Short exercise
Select every line in the items below that contains the string "umbrella", and copy each one out in full. Case counts.

Exercise material
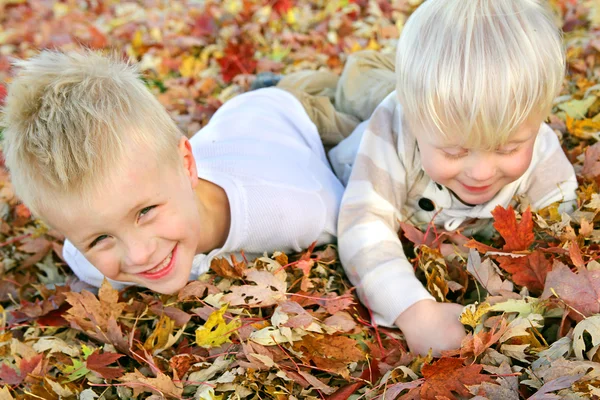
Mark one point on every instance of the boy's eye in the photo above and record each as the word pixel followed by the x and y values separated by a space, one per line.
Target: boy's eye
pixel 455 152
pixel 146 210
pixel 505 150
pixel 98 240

---

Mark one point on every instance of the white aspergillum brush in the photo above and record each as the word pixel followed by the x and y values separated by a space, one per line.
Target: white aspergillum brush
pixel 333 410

--

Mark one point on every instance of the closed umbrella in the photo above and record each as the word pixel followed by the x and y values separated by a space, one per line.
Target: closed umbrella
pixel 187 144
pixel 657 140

Exercise output
Mark one point on every instance of the closed umbrella in the photo above and record each as the word pixel followed by the x and y values separated by a space, one per line.
Target: closed umbrella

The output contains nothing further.